[Extracted rows]
-- Start --

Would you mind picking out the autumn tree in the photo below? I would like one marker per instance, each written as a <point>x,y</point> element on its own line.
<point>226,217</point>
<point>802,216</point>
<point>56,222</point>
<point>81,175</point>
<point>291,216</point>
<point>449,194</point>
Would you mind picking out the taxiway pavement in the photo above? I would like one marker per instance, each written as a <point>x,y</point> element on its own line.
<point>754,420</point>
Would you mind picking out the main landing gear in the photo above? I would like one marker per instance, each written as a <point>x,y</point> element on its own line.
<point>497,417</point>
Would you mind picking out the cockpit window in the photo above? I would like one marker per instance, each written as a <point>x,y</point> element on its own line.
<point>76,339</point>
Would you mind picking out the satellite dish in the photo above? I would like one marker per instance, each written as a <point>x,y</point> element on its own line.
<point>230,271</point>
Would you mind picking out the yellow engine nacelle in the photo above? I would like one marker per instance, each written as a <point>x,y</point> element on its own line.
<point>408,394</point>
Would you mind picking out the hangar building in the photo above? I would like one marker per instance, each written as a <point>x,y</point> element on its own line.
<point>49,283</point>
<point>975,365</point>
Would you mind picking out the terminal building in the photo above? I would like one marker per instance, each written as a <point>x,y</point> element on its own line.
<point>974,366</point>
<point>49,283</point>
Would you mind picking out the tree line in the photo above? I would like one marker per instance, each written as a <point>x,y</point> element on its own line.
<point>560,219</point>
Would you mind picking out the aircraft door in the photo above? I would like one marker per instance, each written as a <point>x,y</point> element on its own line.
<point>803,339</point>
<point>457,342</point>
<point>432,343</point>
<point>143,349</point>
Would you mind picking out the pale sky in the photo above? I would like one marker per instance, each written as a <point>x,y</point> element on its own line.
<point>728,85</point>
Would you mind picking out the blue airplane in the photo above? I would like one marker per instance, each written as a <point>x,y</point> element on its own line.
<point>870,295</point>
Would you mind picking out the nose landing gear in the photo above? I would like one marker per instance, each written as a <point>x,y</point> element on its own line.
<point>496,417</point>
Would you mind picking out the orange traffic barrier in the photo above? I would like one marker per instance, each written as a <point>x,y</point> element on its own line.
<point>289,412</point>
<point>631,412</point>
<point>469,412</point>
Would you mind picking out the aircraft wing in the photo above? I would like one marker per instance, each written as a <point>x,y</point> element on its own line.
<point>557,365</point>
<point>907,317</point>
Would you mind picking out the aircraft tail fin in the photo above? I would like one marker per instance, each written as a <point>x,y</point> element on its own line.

-- End --

■ **EXERCISE**
Reproduce every one of the rows above word for word, keeping each line as it stands.

■ **RESULT FOR THIS TASK**
Would you mind picking out the autumn tree in the photo below? I would like one marker per instance, each written as a <point>x,y</point> element on its own line.
<point>226,217</point>
<point>802,216</point>
<point>56,222</point>
<point>81,175</point>
<point>291,216</point>
<point>449,194</point>
Would you mind picking out the taxiway pavement in the photo above? I would like one marker per instance, each written as a <point>x,y</point> element on its own line.
<point>754,420</point>
Would you mind picking out the main landing gear in the photo above? I would like one marker per instance, each written as a <point>x,y</point> element on its own line.
<point>497,417</point>
Would you mind picking out the cockpit window in the photo above? I would like one marker per instance, each written as a <point>x,y</point> element on its own line.
<point>76,339</point>
Would you mind picking out the satellite dish in the photo above? I would like one marker per instance, each written as a <point>x,y</point> element on its own line.
<point>230,271</point>
Would you mind picking out the yellow engine nacelle in the photo above? I would like one marker per instance, each written as a <point>x,y</point> element on its own line.
<point>408,394</point>
Would you mind picking out the hangar building in the photo above? I would like one marker per instance, each written as a <point>x,y</point> element on its own line.
<point>49,283</point>
<point>975,365</point>
Would you mind picking out the terminal building in the photo above? I would like one marker per instance, each written as a <point>x,y</point> element on its own line.
<point>974,366</point>
<point>49,283</point>
Would you mind picking out the tree line in the photo above? I would like one marker per instance, each written as a <point>x,y</point> element on its own line.
<point>560,219</point>
Would you mind picking out the aircraft door in the photo above? I would like one marker per instance, each written as a <point>x,y</point> element on its own line.
<point>803,339</point>
<point>457,342</point>
<point>432,343</point>
<point>143,349</point>
Would you mind picking out the pale sky in the photo above? I would like one marker per instance, each written as a <point>x,y</point> element on its own line.
<point>728,85</point>
Would you mind picking out the blue airplane in the photo above? I would like one marker per instance, each written as a <point>x,y</point> element on its own line.
<point>870,295</point>
Would you mind picking out the nose landing gear in the photo above? I would like one marker per instance, each written as a <point>x,y</point> element on its own line.
<point>496,417</point>
Would you mind picking out the orange traffic barrier in the photo above? I would like one marker per instance, each written as a <point>x,y</point> element on its own line.
<point>289,412</point>
<point>631,412</point>
<point>469,412</point>
Would you mind picking out the aircraft wing in the photo above? I would like one marker per instance, each written as a <point>x,y</point> element on its own line.
<point>557,365</point>
<point>907,317</point>
Would you mind picking out the aircraft tail fin in the photo above? I would like one marker per instance, each written as a <point>x,y</point> element on its own line.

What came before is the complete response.